REQUIRED TASK -
Locate each of the lines below that contains the word "deciduous", and copy those lines in full.

(Point annotation dataset records)
################

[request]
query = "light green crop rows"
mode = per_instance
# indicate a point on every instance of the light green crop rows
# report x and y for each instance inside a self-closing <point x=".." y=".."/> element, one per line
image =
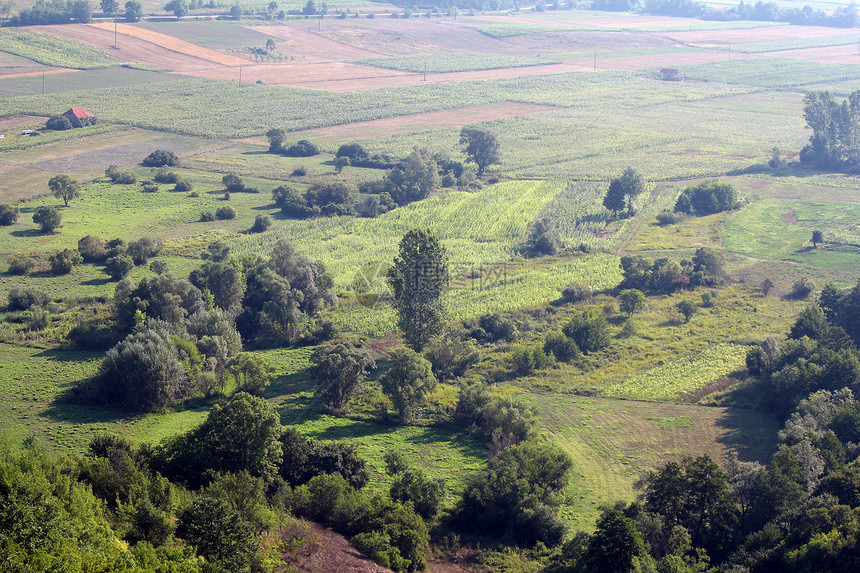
<point x="53" y="51"/>
<point x="455" y="62"/>
<point x="683" y="376"/>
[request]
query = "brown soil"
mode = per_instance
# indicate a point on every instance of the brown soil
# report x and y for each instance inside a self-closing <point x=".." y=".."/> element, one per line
<point x="19" y="121"/>
<point x="416" y="122"/>
<point x="764" y="34"/>
<point x="309" y="46"/>
<point x="337" y="555"/>
<point x="129" y="48"/>
<point x="173" y="44"/>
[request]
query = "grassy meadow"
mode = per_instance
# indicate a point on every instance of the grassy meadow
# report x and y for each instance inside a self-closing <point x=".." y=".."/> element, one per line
<point x="617" y="412"/>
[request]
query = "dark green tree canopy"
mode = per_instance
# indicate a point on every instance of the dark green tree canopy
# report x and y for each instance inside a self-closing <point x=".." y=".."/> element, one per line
<point x="418" y="279"/>
<point x="481" y="146"/>
<point x="340" y="369"/>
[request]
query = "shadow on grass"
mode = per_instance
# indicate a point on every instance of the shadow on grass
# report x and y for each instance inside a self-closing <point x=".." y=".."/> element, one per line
<point x="750" y="433"/>
<point x="352" y="429"/>
<point x="69" y="413"/>
<point x="97" y="282"/>
<point x="59" y="355"/>
<point x="28" y="233"/>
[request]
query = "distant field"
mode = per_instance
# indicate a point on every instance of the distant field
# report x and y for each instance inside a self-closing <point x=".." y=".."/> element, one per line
<point x="455" y="62"/>
<point x="53" y="51"/>
<point x="773" y="72"/>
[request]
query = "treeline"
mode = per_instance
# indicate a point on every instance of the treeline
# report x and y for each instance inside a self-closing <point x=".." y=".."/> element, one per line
<point x="222" y="497"/>
<point x="53" y="12"/>
<point x="842" y="17"/>
<point x="172" y="338"/>
<point x="834" y="143"/>
<point x="801" y="512"/>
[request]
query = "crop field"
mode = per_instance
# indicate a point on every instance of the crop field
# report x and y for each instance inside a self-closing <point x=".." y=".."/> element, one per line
<point x="57" y="81"/>
<point x="456" y="62"/>
<point x="739" y="317"/>
<point x="53" y="51"/>
<point x="613" y="441"/>
<point x="565" y="129"/>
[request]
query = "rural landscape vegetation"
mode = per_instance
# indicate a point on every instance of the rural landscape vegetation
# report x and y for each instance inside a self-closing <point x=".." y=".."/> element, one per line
<point x="465" y="286"/>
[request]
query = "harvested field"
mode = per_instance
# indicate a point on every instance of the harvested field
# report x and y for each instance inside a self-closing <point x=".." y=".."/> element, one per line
<point x="16" y="122"/>
<point x="707" y="38"/>
<point x="672" y="60"/>
<point x="342" y="77"/>
<point x="85" y="158"/>
<point x="131" y="48"/>
<point x="305" y="45"/>
<point x="29" y="74"/>
<point x="418" y="122"/>
<point x="174" y="44"/>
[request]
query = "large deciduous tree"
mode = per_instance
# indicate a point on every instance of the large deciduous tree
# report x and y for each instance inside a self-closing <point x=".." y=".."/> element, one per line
<point x="481" y="146"/>
<point x="340" y="370"/>
<point x="64" y="187"/>
<point x="409" y="381"/>
<point x="418" y="279"/>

################

CORRECT RESPONSE -
query = "large deciduous tree"
# indicate a point on every instance of the large deciduous tree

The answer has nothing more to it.